- Trecho do documento -
━━━━
Toda longa caminhada começa com um primeiro passo. Provérbio chinês
A recente obrigatoriedade de apresentação de monografias de final de curso como requisito para a conclusão do curso de graduação em Direito, bem como a proliferação dos cursos de Pós-Graduação lato sensu no país, gerou uma enorme demanda por trabalhos de metodologia de pesquisa.
A grande maioria destes trabalhos, porém, parece dar mais ênfase ás lombadas dos livros que ao seu conteúdo e não raras são as bancas examinadoras que se limitam á discussão de aspectos formais da obra - como formatação de margens, notas de rodapé, bibliografia, etc. - sem sequer tecerem considerações sobre o conteúdo do trabalho.
Fugindo desta tendência muito em moda na academia, procuramos tratar aqui - ainda que muito sucintamente - dos principais elementos de um projeto de pesquisa que resulte não em um trabalho final burocrático - mero pré-requisito da conclusão do curso - mas em conclusões de real contribuição para a literatura jurídica nacional.
A eleição do tema da pesquisa deverá iniciar-se pela área do conhecimento humano na qual o aluno pretende trabalhar. Quanto mais específica for a área escolhida, mais fácil será para o pesquisador encontrar seu objeto de pesquisa.
Assim o aluno que deseja pesquisar em Ciências Penais deverá escolher entre Direito Penal, Direito Processual Penal, Criminologia, etc.; optando por Direito Penal, deverá escolher entre Teoria do Delito, Teoria da Pena, Execução Penal, etc. e assim sucessivamente até delimitar a sua perspectiva de estudo.
━━━━
- Instruções das tarefas -
1) Indique se cada afirmação abaixo está de acordo com o trecho do documento, respondendo sim ou não e citando literalmente as palavras do trecho que decidem a questão. (a) A apresentação de monografia de final de curso passou recentemente a ser exigida para concluir a graduação em Direito. (b) Quanto mais ampla for a área escolhida, mais fácil será encontrar o objeto de pesquisa. (c) As bancas examinadoras sempre discutem o conteúdo do trabalho, e não só seus aspectos formais.
2) Reescreva como lista numerada, omitindo as linhas em branco, o trecho das linhas de dados que começa na linha que contém "Target: curved white horn" e termina na que contém "131L29 134L35 134L35", incluindo as duas.

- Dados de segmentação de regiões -
━━━━
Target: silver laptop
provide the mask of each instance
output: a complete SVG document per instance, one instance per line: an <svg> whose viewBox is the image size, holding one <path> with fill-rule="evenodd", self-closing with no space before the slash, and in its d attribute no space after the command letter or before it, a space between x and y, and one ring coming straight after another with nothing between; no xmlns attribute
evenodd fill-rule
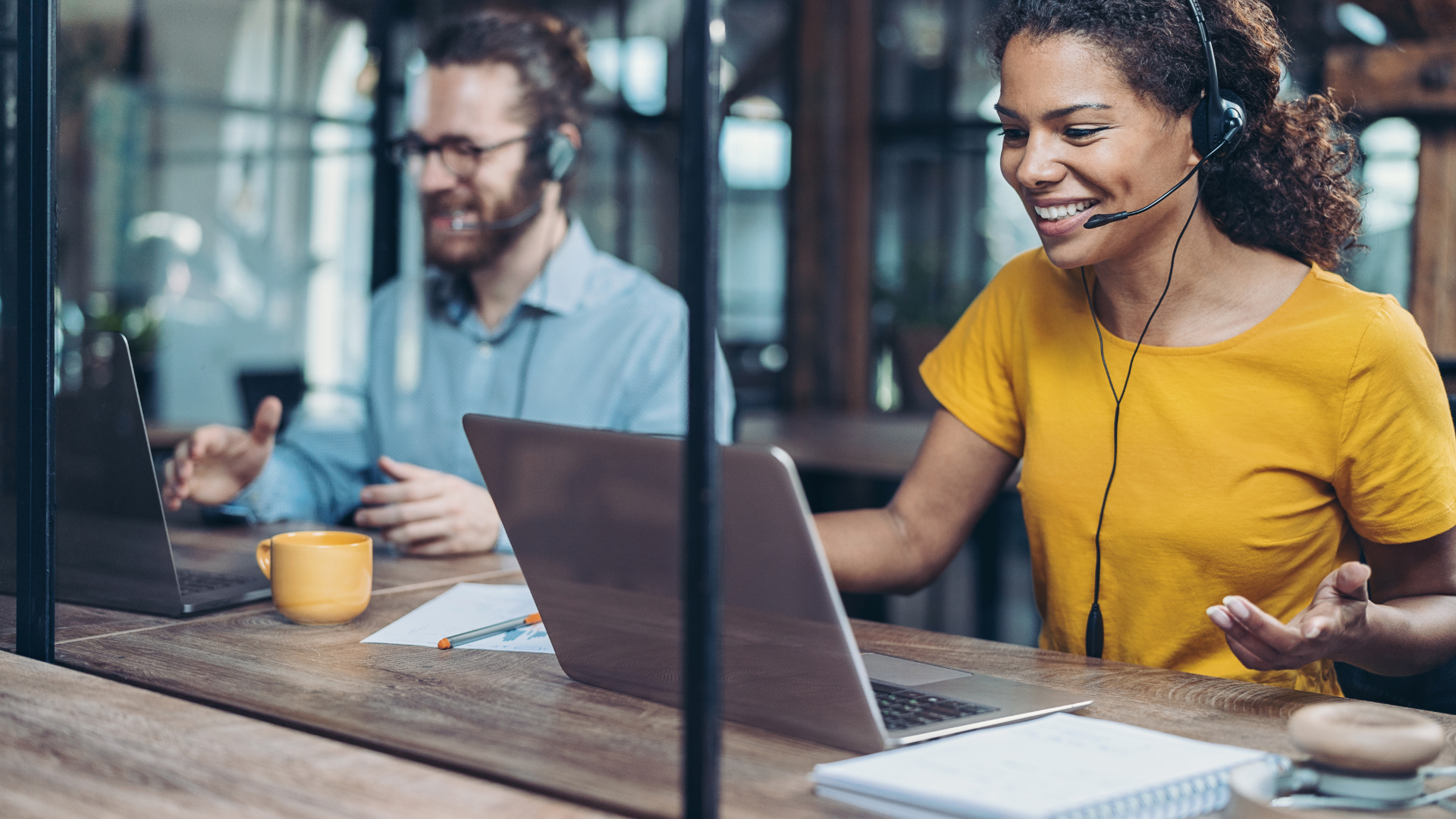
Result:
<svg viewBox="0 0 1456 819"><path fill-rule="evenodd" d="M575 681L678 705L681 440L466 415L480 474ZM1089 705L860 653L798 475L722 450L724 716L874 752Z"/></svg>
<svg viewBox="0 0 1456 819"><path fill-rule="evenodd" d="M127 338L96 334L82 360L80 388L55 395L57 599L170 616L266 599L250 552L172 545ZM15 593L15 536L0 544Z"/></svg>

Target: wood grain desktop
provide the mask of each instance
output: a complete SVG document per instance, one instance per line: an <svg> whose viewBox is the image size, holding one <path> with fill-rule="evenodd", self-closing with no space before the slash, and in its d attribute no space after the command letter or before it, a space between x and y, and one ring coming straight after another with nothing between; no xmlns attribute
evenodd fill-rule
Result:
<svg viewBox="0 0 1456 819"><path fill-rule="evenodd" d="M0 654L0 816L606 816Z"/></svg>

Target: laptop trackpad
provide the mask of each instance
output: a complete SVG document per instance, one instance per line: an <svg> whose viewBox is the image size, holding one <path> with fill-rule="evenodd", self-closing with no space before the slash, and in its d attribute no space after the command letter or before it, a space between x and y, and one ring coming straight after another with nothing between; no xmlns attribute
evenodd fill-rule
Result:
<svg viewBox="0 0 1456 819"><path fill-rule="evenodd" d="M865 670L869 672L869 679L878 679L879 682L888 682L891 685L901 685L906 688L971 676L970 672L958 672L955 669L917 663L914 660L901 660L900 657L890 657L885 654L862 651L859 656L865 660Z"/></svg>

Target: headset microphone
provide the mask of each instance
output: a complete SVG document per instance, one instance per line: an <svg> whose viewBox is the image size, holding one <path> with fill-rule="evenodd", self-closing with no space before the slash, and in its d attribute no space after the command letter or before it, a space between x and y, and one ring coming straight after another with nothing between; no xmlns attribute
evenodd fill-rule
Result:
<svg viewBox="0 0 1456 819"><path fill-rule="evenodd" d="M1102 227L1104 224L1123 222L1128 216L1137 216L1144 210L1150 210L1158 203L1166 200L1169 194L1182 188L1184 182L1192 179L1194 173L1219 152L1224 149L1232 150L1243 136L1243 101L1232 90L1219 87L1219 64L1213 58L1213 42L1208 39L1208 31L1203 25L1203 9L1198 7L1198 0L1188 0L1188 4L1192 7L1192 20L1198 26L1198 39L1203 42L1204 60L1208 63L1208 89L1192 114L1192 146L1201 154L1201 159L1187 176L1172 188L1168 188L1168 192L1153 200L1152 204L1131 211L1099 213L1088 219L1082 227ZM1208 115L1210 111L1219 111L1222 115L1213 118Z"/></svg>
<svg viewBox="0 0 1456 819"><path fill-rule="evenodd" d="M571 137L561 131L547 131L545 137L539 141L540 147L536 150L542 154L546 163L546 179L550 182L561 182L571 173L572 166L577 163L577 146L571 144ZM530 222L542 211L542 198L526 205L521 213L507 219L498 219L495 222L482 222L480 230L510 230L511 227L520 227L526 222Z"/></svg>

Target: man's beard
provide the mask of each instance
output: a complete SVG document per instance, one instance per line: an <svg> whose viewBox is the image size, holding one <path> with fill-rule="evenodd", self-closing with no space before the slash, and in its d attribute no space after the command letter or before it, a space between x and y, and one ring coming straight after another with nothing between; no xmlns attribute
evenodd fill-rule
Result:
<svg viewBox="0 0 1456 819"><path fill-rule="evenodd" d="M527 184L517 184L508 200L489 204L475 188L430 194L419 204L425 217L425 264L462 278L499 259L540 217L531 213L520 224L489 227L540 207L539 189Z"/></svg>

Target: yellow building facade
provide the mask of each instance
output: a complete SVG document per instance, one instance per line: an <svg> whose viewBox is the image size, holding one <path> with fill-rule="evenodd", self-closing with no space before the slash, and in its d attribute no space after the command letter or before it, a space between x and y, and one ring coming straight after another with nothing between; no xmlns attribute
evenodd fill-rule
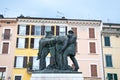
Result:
━━━━
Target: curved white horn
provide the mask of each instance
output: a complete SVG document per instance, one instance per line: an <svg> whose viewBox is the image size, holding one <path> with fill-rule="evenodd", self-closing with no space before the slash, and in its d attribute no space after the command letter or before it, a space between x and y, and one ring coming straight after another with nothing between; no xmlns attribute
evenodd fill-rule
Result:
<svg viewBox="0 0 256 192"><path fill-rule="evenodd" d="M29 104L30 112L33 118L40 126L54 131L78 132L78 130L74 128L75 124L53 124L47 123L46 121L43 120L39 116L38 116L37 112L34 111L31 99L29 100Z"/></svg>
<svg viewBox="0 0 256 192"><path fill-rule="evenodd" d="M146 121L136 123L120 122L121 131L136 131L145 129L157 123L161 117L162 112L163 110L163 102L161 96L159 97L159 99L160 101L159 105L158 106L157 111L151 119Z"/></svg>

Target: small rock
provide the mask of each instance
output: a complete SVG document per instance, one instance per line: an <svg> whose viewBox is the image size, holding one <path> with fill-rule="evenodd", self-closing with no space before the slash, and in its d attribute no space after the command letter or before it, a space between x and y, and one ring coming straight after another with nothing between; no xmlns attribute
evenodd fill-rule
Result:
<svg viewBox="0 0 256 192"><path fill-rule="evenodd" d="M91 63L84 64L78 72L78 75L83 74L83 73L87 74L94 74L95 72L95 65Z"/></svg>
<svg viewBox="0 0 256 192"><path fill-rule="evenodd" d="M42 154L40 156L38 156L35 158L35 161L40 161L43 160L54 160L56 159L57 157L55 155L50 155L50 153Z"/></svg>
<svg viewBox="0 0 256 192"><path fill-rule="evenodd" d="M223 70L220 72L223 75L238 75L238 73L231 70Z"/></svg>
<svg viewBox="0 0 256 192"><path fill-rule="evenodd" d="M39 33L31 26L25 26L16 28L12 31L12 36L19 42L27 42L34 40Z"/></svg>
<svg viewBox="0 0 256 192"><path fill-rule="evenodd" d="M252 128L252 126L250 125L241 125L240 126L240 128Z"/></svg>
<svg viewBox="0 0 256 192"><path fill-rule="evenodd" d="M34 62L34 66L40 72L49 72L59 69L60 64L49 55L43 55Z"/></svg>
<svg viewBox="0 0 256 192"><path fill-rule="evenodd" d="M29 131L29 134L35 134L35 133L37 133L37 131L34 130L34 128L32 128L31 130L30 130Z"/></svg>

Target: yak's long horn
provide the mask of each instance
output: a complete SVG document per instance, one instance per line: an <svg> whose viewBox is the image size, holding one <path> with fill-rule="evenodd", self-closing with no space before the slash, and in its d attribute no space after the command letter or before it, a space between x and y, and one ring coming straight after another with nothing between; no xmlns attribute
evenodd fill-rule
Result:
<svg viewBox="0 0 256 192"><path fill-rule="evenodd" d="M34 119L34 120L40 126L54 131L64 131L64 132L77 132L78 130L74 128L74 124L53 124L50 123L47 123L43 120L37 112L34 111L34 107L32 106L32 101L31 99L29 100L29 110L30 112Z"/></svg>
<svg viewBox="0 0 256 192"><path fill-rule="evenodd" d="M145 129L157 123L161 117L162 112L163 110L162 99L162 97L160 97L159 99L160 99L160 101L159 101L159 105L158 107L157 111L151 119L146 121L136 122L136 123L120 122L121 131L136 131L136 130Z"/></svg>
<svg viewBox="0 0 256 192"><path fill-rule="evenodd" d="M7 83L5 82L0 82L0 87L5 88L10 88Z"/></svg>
━━━━
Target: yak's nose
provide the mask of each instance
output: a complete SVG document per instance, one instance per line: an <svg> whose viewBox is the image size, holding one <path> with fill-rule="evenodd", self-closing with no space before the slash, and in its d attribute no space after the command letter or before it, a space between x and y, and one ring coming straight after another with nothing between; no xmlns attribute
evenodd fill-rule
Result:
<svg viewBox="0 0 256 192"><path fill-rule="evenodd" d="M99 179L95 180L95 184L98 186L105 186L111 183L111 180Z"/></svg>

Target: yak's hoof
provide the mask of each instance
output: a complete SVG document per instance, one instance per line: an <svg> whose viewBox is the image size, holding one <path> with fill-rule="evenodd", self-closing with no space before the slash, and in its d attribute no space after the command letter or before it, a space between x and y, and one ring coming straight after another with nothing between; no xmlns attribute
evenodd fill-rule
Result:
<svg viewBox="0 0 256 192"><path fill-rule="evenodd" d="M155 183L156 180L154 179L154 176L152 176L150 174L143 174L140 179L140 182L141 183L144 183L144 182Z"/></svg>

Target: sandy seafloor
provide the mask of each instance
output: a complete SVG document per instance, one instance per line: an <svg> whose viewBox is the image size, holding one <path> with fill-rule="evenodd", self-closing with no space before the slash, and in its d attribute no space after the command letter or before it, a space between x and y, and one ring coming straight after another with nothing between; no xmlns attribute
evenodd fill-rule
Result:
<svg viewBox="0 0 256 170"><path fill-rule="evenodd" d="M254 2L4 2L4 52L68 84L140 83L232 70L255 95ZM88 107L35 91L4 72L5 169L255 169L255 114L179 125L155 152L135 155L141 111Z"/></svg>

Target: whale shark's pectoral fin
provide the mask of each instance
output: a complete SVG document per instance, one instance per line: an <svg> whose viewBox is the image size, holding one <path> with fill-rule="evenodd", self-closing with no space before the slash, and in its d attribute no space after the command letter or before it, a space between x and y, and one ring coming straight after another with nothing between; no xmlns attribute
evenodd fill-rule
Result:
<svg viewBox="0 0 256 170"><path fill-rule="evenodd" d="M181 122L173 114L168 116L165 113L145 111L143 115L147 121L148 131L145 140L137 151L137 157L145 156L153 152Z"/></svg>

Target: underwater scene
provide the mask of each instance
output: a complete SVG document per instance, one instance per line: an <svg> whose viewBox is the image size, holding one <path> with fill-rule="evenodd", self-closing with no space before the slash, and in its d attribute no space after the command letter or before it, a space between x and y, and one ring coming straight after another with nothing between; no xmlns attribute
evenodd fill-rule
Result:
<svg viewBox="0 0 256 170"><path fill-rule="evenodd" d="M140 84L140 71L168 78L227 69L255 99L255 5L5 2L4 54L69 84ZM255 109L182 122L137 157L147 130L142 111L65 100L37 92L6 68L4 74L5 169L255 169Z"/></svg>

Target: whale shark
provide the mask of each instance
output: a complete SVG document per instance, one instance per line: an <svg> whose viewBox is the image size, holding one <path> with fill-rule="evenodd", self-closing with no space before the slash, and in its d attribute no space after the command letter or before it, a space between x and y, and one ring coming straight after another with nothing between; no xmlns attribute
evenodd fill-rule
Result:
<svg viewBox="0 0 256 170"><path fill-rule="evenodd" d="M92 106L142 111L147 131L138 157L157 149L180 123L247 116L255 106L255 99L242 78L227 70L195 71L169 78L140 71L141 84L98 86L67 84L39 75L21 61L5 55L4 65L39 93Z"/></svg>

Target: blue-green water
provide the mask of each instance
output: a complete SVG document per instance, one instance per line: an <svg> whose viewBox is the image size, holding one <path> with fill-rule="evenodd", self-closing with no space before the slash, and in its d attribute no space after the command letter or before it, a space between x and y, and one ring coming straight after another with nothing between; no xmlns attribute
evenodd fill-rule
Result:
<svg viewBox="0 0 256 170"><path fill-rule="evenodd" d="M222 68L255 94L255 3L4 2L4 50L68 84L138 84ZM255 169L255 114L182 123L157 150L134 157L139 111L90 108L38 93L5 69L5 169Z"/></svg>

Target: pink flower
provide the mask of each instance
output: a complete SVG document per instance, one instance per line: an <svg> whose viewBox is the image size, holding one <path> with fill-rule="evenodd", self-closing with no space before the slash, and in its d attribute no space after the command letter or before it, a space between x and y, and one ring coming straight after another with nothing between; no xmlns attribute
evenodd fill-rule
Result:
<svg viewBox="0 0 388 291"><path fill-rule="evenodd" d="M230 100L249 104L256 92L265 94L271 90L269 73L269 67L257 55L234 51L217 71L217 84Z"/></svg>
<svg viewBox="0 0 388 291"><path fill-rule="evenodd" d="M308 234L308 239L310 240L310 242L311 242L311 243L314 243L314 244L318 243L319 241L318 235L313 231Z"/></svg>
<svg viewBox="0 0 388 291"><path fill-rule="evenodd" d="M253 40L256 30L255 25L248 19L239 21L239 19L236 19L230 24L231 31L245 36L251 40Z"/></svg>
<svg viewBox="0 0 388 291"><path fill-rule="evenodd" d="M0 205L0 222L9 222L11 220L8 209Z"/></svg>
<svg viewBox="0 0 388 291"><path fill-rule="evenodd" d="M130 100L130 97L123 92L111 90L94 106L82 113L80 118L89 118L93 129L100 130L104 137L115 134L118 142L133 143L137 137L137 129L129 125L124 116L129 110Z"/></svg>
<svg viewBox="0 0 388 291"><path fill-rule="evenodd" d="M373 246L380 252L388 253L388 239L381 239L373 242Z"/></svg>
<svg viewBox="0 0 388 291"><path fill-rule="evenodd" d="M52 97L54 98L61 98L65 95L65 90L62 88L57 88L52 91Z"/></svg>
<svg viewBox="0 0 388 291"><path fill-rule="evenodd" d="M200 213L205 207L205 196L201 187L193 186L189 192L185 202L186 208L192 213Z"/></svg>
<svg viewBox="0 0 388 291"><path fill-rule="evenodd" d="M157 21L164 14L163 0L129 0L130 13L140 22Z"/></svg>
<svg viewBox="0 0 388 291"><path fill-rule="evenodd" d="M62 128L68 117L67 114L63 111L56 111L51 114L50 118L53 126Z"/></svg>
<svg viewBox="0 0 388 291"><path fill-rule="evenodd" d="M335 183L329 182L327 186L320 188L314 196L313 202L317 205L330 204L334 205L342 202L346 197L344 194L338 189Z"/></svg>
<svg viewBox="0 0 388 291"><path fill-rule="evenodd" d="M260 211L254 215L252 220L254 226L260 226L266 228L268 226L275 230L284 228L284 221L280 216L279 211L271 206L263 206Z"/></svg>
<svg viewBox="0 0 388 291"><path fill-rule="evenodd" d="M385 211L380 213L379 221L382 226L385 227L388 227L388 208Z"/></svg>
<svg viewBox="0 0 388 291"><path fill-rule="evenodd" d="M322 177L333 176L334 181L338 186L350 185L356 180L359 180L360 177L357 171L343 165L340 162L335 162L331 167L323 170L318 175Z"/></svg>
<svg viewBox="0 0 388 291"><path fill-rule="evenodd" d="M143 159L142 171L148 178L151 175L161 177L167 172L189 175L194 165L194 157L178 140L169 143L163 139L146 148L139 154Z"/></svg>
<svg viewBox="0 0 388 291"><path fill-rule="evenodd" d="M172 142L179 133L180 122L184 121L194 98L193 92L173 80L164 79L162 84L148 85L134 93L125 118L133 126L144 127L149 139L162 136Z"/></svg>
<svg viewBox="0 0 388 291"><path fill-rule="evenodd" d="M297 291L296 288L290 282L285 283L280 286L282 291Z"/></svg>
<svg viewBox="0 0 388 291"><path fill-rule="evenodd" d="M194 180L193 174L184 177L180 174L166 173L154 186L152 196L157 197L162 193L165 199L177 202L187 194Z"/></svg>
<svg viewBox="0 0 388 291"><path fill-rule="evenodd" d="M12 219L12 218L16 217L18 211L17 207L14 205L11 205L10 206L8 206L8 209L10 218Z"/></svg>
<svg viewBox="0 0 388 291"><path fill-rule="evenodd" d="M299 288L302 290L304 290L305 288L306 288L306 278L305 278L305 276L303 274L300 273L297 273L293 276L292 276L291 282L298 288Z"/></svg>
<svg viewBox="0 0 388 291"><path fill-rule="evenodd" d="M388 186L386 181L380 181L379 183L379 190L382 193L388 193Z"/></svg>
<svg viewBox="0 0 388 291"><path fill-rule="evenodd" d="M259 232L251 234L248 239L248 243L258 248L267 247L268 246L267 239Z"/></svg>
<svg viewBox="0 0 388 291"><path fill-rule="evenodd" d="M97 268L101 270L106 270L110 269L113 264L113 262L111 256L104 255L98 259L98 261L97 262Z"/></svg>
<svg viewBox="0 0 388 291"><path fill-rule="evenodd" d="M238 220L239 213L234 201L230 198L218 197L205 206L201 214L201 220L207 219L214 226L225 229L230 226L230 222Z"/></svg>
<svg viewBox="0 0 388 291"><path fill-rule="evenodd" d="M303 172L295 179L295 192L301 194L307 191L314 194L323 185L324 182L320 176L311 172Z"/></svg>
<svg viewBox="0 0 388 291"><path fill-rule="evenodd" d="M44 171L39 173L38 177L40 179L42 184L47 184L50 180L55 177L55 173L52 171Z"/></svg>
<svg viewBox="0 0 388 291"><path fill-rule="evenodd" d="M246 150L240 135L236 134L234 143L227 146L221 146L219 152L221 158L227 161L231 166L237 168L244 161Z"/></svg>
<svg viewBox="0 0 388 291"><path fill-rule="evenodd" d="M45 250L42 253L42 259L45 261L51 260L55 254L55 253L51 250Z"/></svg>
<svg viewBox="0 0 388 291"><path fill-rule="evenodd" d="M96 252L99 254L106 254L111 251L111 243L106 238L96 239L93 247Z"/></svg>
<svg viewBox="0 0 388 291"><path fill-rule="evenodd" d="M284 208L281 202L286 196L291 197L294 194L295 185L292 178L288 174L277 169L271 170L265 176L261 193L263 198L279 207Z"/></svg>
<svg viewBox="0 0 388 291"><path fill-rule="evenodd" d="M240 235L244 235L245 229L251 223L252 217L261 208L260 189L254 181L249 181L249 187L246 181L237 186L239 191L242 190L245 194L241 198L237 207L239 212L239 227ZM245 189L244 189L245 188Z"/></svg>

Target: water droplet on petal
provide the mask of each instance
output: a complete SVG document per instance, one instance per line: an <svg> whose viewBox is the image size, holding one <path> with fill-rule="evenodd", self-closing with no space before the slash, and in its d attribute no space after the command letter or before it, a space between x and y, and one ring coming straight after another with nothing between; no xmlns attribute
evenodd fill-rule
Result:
━━━━
- Soluções dos problemas -
1)
(a) Sim: "A recente obrigatoriedade de apresentação de monografias de final de curso como requisito para a conclusão do curso de graduação em Direito"
(b) Não: "Quanto mais específica for a área escolhida, mais fácil será para o pesquisador encontrar seu objeto de pesquisa."
(c) Não: "não raras são as bancas examinadoras que se limitam á discussão de aspectos formais da obra"

2)
1. Target: curved white horn
2. provide the mask of each instance
3. output: a complete SVG document per instance, one instance per line: an <svg> whose viewBox is the image size, holding one <path> with fill-rule="evenodd", self-closing with no space before the slash, and in its d attribute no space after the command letter or before it, a space between x and y, and one ring coming straight after another with nothing between; no xmlns attribute
4. evenodd fill-rule
5. Result:
6. <svg viewBox="0 0 256 192"><path fill-rule="evenodd" d="M29 104L30 112L33 118L40 126L54 131L78 132L78 130L74 128L75 124L53 124L47 123L46 121L43 120L39 116L38 116L37 112L34 111L31 99L29 100Z"/></svg>
7. <svg viewBox="0 0 256 192"><path fill-rule="evenodd" d="M146 121L136 123L120 122L121 131L136 131L145 129L157 123L161 117L162 112L163 110L163 102L161 96L159 97L159 99L160 101L159 105L158 106L157 111L151 119Z"/></svg>
8. Target: small rock
9. provide the mask of each instance
10. output: a complete SVG document per instance, one instance per line: an <svg> whose viewBox is the image size, holding one <path> with fill-rule="evenodd", self-closing with no space before the slash, and in its d attribute no space after the command letter or before it, a space between x and y, and one ring coming straight after another with nothing between; no xmlns attribute
11. evenodd fill-rule
12. Result:
13. <svg viewBox="0 0 256 192"><path fill-rule="evenodd" d="M91 63L84 64L78 72L78 75L83 74L83 73L87 74L94 74L95 72L95 65Z"/></svg>
14. <svg viewBox="0 0 256 192"><path fill-rule="evenodd" d="M42 154L40 156L38 156L35 158L35 161L40 161L43 160L54 160L56 159L57 157L55 155L50 155L50 153Z"/></svg>
15. <svg viewBox="0 0 256 192"><path fill-rule="evenodd" d="M223 70L220 72L223 75L238 75L238 73L231 70Z"/></svg>
16. <svg viewBox="0 0 256 192"><path fill-rule="evenodd" d="M39 33L31 26L25 26L16 28L12 31L12 36L19 42L27 42L34 40Z"/></svg>
17. <svg viewBox="0 0 256 192"><path fill-rule="evenodd" d="M252 128L252 126L250 125L241 125L240 126L240 128Z"/></svg>
18. <svg viewBox="0 0 256 192"><path fill-rule="evenodd" d="M34 62L34 66L40 72L49 72L59 69L60 64L49 55L43 55Z"/></svg>
19. <svg viewBox="0 0 256 192"><path fill-rule="evenodd" d="M29 131L29 134L35 134L35 133L37 133L37 131L34 130L34 128L32 128L31 130L30 130Z"/></svg>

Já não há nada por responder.